# START OF SUPPLIED MATERIAL

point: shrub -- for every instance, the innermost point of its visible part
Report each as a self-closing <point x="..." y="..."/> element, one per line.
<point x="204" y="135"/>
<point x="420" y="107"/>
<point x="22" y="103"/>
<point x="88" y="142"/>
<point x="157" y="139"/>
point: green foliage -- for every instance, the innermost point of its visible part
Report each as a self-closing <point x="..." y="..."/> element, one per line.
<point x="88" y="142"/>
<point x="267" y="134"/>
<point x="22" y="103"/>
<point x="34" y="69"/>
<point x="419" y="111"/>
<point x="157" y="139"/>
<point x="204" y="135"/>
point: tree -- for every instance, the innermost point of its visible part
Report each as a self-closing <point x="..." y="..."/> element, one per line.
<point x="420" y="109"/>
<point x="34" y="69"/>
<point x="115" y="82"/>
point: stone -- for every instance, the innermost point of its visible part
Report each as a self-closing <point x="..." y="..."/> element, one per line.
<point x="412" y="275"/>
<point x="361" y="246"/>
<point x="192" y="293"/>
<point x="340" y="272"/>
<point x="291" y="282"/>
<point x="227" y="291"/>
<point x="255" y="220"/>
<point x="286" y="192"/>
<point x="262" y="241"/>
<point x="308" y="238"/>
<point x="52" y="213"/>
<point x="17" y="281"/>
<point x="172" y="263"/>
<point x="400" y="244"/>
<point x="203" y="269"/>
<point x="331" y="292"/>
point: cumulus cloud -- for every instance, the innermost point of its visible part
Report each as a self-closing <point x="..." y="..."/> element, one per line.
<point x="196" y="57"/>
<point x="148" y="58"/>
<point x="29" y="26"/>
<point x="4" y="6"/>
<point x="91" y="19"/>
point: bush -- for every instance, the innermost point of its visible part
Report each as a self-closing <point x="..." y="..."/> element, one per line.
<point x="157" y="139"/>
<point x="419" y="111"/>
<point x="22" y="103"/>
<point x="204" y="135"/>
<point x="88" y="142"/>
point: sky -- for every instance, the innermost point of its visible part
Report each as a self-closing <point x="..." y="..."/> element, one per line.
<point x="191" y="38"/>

# END OF SUPPLIED MATERIAL

Please quote the records above exactly, without skipping a line.

**EXERCISE RESPONSE**
point: shrub -- for every instance, the innermost point of its visible part
Report each as a self-closing <point x="..." y="..."/> element, one per line.
<point x="204" y="135"/>
<point x="420" y="107"/>
<point x="22" y="103"/>
<point x="88" y="142"/>
<point x="157" y="139"/>
point: green foliage -- for every instance, the innermost point of its visible part
Report each as a self-closing <point x="..." y="..."/> element, one per line.
<point x="88" y="142"/>
<point x="267" y="134"/>
<point x="22" y="103"/>
<point x="34" y="69"/>
<point x="419" y="111"/>
<point x="157" y="139"/>
<point x="204" y="135"/>
point: tree -- for every instance, the innermost point of its visible part
Report each as a self-closing <point x="..." y="..."/> element, one per line.
<point x="420" y="109"/>
<point x="34" y="69"/>
<point x="115" y="82"/>
point: stone -- for every instance, the innermost point of its visible part
Report each as a self-closing <point x="..." y="..."/> element, one per line.
<point x="412" y="275"/>
<point x="361" y="246"/>
<point x="192" y="293"/>
<point x="340" y="272"/>
<point x="291" y="282"/>
<point x="227" y="291"/>
<point x="255" y="220"/>
<point x="286" y="192"/>
<point x="262" y="241"/>
<point x="308" y="238"/>
<point x="52" y="213"/>
<point x="17" y="281"/>
<point x="172" y="263"/>
<point x="400" y="244"/>
<point x="203" y="269"/>
<point x="331" y="292"/>
point: cumulus cloud -- for every instance, the innermost point of its visible part
Report each as a self-closing <point x="..." y="..."/> element, one per line.
<point x="196" y="57"/>
<point x="148" y="58"/>
<point x="29" y="26"/>
<point x="4" y="6"/>
<point x="91" y="19"/>
point: bush -- for every instance, the innermost point of its visible part
Report each as a self-closing <point x="..." y="..."/> element, one per line.
<point x="157" y="139"/>
<point x="419" y="111"/>
<point x="22" y="103"/>
<point x="204" y="135"/>
<point x="88" y="142"/>
point: sky -- for every instance, the innermost point of its visible part
Report each as a self-closing <point x="..." y="..."/> element, one per line.
<point x="191" y="38"/>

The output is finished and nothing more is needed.